▶ _Exercise_: Can you restate the lines of the entries below, word for word, from the first one through the line that includes "refrigerator door in"?

▶ _Data supplied_:

=== Begin Enclosure ===

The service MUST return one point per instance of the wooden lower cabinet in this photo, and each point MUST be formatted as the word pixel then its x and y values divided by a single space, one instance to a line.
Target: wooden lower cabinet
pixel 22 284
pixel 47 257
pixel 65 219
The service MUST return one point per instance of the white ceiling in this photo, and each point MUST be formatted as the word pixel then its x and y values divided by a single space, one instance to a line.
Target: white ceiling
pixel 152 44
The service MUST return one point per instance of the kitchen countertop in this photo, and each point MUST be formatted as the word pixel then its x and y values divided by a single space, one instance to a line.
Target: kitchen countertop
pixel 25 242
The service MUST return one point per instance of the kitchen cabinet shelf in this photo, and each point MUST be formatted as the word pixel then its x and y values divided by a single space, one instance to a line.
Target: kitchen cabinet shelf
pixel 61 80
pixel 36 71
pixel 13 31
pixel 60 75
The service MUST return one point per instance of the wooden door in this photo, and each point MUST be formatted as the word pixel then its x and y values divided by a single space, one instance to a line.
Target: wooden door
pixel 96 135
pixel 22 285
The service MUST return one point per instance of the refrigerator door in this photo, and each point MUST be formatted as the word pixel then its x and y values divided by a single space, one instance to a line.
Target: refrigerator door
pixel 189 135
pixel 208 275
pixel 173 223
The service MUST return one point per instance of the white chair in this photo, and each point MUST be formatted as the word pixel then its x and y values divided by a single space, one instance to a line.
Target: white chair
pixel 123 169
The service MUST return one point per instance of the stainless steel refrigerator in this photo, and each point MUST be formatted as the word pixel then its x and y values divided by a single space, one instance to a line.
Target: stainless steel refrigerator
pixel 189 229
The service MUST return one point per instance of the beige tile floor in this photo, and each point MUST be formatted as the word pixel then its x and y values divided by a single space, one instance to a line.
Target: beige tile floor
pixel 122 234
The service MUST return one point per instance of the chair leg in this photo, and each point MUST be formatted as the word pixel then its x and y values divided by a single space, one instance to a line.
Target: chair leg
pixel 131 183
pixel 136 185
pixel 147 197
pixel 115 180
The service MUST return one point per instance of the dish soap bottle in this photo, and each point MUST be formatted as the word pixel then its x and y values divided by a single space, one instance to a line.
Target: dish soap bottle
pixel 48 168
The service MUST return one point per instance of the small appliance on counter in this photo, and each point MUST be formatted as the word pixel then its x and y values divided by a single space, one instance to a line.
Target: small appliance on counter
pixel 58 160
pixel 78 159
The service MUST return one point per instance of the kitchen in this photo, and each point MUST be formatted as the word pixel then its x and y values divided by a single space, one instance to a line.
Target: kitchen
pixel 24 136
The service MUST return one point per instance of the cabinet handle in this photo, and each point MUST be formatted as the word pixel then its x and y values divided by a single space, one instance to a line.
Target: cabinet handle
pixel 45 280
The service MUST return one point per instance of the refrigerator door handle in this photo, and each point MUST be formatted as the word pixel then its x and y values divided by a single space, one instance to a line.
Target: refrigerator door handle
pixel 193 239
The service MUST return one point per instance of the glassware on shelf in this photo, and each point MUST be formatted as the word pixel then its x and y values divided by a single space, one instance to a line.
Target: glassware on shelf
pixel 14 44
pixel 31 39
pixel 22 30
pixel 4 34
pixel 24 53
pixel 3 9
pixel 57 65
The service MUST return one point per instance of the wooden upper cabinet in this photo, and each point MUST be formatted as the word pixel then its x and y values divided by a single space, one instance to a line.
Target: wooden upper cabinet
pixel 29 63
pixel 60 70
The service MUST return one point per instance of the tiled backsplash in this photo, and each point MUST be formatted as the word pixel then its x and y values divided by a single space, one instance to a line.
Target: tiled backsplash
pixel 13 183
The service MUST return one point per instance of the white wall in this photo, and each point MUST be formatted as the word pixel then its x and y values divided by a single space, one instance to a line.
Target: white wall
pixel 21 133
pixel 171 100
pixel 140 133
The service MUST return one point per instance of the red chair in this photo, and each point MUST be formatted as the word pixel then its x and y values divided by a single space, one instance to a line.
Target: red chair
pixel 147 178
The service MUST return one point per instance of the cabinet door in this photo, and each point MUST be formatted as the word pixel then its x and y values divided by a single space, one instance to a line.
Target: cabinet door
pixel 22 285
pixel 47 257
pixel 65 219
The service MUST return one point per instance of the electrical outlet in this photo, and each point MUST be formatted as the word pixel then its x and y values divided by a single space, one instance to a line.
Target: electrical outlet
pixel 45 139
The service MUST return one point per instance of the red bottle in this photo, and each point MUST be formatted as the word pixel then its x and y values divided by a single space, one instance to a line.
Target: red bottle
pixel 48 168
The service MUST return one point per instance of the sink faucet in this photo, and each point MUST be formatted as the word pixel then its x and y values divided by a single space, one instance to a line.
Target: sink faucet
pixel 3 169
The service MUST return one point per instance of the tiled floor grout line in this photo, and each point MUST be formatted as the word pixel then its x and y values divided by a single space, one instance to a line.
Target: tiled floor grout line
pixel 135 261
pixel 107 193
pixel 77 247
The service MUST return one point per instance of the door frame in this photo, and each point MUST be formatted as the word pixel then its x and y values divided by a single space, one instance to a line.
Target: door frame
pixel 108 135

=== End Enclosure ===

▶ _Task response_:
The service MUST return one point per instance of the wooden lower cabinet in this photo, and each point MUST be formatted as the word pixel then its x and y values divided by a single space, one instance to a line.
Target: wooden lower cabinet
pixel 22 284
pixel 47 257
pixel 65 219
The service MUST return one point per instance of the white ceiling in this photo, and each point MUST be formatted as the word pixel then its x and y values divided by a single space, one instance to a line.
Target: white ceiling
pixel 152 44
The service MUST return one point per instance of the kitchen countertop in this photo, and each point MUST be formatted as the word pixel then its x and y values divided by a single space, one instance to a line.
Target: kitchen countertop
pixel 25 242
The service MUST return one point per instance of the kitchen cabinet shelf in this photo, and each point MUST be formatted as the word pixel then its x and y values divided by a single space, one instance to a line.
Target: kitchen cabinet shelf
pixel 61 80
pixel 36 71
pixel 13 31
pixel 60 75
The service MUST return one point per instance of the wooden door in this photo, and each point MUST be formatted as the word pixel then its x and y values divided by a single space, one instance to a line.
Target: wooden door
pixel 96 135
pixel 22 285
The service MUST return one point per instance of the refrigerator door in this photo, and each point MUST be formatted as the word pixel then its x and y values divided by a single space, one instance to a line.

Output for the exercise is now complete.